**What the task requires:** Render every line of the rows below as a Markdown table with the columns "No." and "Line", numbering the lines in order and omitting blank lines.

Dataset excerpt
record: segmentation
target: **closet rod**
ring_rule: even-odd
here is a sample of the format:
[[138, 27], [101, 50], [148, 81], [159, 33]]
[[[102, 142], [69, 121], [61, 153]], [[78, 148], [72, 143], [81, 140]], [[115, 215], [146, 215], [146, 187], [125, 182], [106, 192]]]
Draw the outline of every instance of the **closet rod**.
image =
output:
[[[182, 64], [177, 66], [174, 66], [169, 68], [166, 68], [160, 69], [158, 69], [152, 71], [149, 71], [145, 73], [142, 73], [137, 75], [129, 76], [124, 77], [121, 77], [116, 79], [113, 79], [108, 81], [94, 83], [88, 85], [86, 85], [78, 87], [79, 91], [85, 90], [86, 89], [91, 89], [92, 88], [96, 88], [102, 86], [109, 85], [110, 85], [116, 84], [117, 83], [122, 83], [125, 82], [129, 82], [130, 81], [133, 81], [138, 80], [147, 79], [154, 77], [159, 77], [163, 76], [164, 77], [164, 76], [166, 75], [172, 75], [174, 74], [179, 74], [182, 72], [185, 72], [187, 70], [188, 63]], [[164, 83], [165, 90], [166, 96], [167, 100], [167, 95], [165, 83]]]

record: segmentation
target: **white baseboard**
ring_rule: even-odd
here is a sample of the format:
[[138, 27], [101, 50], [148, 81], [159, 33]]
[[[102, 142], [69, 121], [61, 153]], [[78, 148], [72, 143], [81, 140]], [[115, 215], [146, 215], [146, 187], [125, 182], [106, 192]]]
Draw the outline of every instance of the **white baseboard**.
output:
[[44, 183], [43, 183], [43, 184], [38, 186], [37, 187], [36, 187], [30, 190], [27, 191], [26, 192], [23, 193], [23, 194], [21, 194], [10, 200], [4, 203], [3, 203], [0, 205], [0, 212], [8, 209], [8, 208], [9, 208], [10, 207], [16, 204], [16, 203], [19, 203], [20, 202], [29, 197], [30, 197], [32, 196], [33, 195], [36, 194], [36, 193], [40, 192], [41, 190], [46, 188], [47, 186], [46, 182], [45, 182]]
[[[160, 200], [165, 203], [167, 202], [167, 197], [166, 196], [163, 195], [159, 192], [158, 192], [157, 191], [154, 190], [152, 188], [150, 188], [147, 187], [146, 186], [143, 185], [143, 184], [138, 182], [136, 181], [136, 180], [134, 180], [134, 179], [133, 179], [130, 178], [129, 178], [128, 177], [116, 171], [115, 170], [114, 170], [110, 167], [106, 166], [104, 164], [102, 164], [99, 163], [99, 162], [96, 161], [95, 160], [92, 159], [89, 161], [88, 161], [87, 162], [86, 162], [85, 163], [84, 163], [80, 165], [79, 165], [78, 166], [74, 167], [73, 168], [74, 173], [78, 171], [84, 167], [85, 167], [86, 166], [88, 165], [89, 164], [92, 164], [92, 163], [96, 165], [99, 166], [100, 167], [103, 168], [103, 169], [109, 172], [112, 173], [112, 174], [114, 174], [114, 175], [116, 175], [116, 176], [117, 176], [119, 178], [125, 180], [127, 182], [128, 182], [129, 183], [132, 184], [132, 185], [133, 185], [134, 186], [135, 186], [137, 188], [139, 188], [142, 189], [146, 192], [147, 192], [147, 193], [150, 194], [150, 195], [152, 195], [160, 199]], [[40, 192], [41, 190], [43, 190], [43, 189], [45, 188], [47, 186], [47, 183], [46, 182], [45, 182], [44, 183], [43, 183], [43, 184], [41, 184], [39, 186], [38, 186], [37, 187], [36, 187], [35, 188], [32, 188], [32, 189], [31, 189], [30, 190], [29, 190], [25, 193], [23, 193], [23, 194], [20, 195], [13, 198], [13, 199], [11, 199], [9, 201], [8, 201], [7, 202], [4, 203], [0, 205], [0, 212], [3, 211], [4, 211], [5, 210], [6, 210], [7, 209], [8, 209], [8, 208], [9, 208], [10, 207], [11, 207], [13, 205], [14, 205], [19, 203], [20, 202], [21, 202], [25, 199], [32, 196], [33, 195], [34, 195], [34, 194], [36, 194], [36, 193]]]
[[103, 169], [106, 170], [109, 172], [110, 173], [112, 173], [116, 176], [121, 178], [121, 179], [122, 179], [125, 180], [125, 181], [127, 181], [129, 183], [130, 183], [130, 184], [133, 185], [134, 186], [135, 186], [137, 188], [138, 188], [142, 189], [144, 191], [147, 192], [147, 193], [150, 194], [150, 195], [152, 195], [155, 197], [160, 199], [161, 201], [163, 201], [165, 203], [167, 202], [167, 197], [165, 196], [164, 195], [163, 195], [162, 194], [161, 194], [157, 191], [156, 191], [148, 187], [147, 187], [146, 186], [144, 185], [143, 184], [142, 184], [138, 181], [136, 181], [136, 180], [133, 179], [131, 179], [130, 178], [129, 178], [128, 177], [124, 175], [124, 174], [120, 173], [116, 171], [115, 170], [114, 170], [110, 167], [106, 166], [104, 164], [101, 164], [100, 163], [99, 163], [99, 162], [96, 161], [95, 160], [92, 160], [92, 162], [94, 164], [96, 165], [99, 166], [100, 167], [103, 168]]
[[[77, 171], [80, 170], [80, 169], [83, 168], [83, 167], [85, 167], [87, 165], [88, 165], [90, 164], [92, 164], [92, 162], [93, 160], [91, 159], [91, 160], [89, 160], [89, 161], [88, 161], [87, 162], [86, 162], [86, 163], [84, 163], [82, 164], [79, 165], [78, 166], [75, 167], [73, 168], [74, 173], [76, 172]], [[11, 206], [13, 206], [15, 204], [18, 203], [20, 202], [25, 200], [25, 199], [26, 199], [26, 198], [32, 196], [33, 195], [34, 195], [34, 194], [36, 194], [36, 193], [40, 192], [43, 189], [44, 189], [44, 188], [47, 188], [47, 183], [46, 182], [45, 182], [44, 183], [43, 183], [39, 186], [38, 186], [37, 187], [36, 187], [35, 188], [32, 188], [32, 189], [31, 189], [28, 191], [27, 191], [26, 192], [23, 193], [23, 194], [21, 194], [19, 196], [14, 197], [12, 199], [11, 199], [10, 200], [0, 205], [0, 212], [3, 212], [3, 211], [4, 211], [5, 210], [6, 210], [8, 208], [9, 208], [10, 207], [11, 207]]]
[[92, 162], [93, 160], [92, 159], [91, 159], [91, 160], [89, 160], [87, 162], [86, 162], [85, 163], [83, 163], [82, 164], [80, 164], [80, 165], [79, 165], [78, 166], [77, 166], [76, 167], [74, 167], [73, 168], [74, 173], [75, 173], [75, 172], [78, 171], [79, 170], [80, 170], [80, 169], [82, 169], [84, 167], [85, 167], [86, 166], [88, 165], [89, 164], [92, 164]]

**Expected answer:**
| No. | Line |
|---|---|
| 1 | record: segmentation |
| 2 | target: **closet rod** |
| 3 | ring_rule: even-odd |
| 4 | here is a sample of the format: |
| 5 | [[138, 27], [101, 50], [148, 81], [159, 33]] |
| 6 | [[[102, 142], [69, 121], [61, 153]], [[78, 148], [72, 143], [81, 140]], [[115, 215], [146, 215], [146, 187], [125, 182], [106, 192]]] |
| 7 | Draw the outline of every instance of the **closet rod**. |
| 8 | image = |
| 9 | output: |
| 10 | [[[182, 64], [177, 66], [174, 66], [169, 68], [166, 68], [160, 69], [158, 69], [152, 71], [149, 71], [145, 73], [142, 73], [137, 75], [129, 76], [124, 77], [121, 77], [116, 79], [113, 79], [108, 81], [94, 83], [88, 85], [86, 85], [78, 87], [79, 91], [85, 90], [86, 89], [91, 89], [92, 88], [96, 88], [102, 86], [109, 85], [110, 85], [116, 84], [117, 83], [122, 83], [125, 82], [129, 82], [130, 81], [133, 81], [138, 80], [147, 79], [154, 77], [159, 77], [163, 76], [164, 77], [164, 76], [166, 75], [172, 75], [174, 74], [179, 74], [182, 72], [185, 72], [187, 70], [188, 63]], [[164, 83], [165, 90], [166, 96], [167, 100], [167, 95], [165, 83]]] |
| 11 | record: segmentation |
| 12 | target: **white baseboard** |
| 13 | ring_rule: even-odd |
| 14 | here is a sample of the format: |
| 15 | [[138, 27], [101, 50], [148, 81], [159, 33]] |
| 16 | [[[102, 142], [69, 121], [61, 153]], [[78, 148], [72, 143], [81, 140]], [[115, 215], [146, 215], [146, 187], [125, 182], [106, 192]]] |
| 17 | Draw the outline of every instance of the **white baseboard**. |
| 18 | output: |
| 19 | [[44, 183], [43, 183], [43, 184], [38, 186], [37, 187], [36, 187], [30, 190], [27, 191], [26, 192], [23, 193], [23, 194], [21, 194], [10, 200], [4, 203], [3, 203], [0, 205], [0, 212], [8, 209], [8, 208], [9, 208], [10, 207], [16, 204], [16, 203], [19, 203], [20, 202], [29, 197], [30, 197], [32, 196], [33, 195], [36, 194], [36, 193], [40, 192], [41, 190], [46, 188], [47, 186], [46, 182], [45, 182]] |
| 20 | [[[160, 200], [165, 203], [167, 202], [167, 197], [166, 196], [163, 195], [159, 192], [158, 192], [157, 191], [154, 190], [152, 188], [150, 188], [147, 187], [146, 186], [143, 185], [143, 184], [138, 182], [136, 181], [136, 180], [134, 180], [134, 179], [133, 179], [130, 178], [129, 178], [128, 177], [116, 171], [115, 170], [114, 170], [110, 167], [106, 166], [104, 164], [102, 164], [99, 163], [99, 162], [96, 161], [95, 160], [92, 159], [89, 161], [88, 161], [87, 162], [86, 162], [85, 163], [84, 163], [80, 165], [79, 165], [78, 166], [74, 167], [73, 168], [74, 173], [78, 171], [84, 167], [85, 167], [86, 166], [88, 165], [89, 164], [92, 164], [92, 163], [96, 165], [99, 166], [100, 167], [103, 168], [103, 169], [109, 172], [112, 173], [112, 174], [114, 174], [114, 175], [116, 175], [116, 176], [117, 176], [119, 178], [125, 180], [127, 182], [128, 182], [129, 183], [132, 184], [132, 185], [133, 185], [134, 186], [135, 186], [137, 188], [139, 188], [142, 189], [146, 192], [147, 192], [147, 193], [150, 194], [150, 195], [152, 195], [160, 199]], [[40, 192], [41, 190], [43, 190], [43, 189], [45, 188], [47, 186], [47, 183], [46, 182], [45, 182], [44, 183], [43, 183], [43, 184], [41, 184], [39, 186], [38, 186], [37, 187], [36, 187], [35, 188], [32, 188], [32, 189], [31, 189], [30, 190], [29, 190], [25, 193], [23, 193], [23, 194], [20, 195], [13, 198], [13, 199], [11, 199], [9, 201], [8, 201], [7, 202], [4, 203], [0, 205], [0, 212], [3, 211], [4, 211], [5, 210], [6, 210], [7, 209], [8, 209], [8, 208], [9, 208], [10, 207], [11, 207], [13, 205], [14, 205], [19, 203], [20, 202], [21, 202], [25, 199], [32, 196], [33, 195], [34, 195], [34, 194], [36, 194], [36, 193]]] |
| 21 | [[103, 169], [106, 170], [109, 172], [110, 173], [112, 173], [116, 176], [121, 178], [121, 179], [122, 179], [125, 180], [125, 181], [127, 181], [129, 183], [130, 183], [130, 184], [133, 185], [134, 186], [135, 186], [137, 188], [138, 188], [142, 189], [144, 191], [147, 192], [147, 193], [150, 194], [150, 195], [152, 195], [155, 197], [160, 199], [161, 201], [163, 201], [165, 203], [167, 202], [167, 197], [165, 196], [164, 195], [163, 195], [162, 194], [161, 194], [157, 191], [156, 191], [148, 187], [147, 187], [146, 186], [144, 185], [143, 184], [142, 184], [138, 181], [136, 181], [136, 180], [133, 179], [131, 179], [130, 178], [129, 178], [128, 177], [124, 175], [124, 174], [120, 173], [116, 171], [115, 170], [114, 170], [110, 167], [106, 166], [104, 164], [101, 164], [100, 163], [99, 163], [99, 162], [96, 161], [95, 160], [92, 160], [92, 162], [94, 164], [96, 165], [99, 166], [100, 167], [103, 168]] |
| 22 | [[[77, 171], [80, 170], [80, 169], [83, 168], [83, 167], [85, 167], [87, 165], [88, 165], [90, 164], [92, 164], [92, 162], [93, 160], [91, 159], [91, 160], [89, 160], [89, 161], [88, 161], [87, 162], [86, 162], [86, 163], [84, 163], [82, 164], [79, 165], [78, 166], [75, 167], [73, 168], [74, 173], [76, 172]], [[11, 206], [13, 206], [15, 204], [18, 203], [20, 202], [25, 200], [25, 199], [26, 199], [26, 198], [32, 196], [33, 195], [34, 195], [34, 194], [36, 194], [36, 193], [40, 192], [43, 189], [44, 189], [44, 188], [47, 188], [47, 183], [46, 182], [45, 182], [44, 183], [43, 183], [39, 186], [38, 186], [37, 187], [36, 187], [35, 188], [32, 188], [32, 189], [31, 189], [28, 191], [27, 191], [26, 192], [23, 193], [23, 194], [21, 194], [19, 196], [14, 197], [12, 199], [11, 199], [10, 200], [0, 205], [0, 212], [3, 212], [3, 211], [4, 211], [5, 210], [6, 210], [8, 208], [9, 208], [10, 207], [11, 207]]] |
| 23 | [[92, 162], [93, 160], [92, 159], [91, 159], [91, 160], [89, 160], [87, 162], [86, 162], [85, 163], [83, 163], [82, 164], [80, 164], [80, 165], [79, 165], [78, 166], [77, 166], [76, 167], [74, 167], [73, 168], [74, 173], [75, 173], [75, 172], [78, 171], [79, 170], [80, 170], [80, 169], [82, 169], [84, 167], [85, 167], [86, 166], [88, 165], [89, 164], [92, 164]] |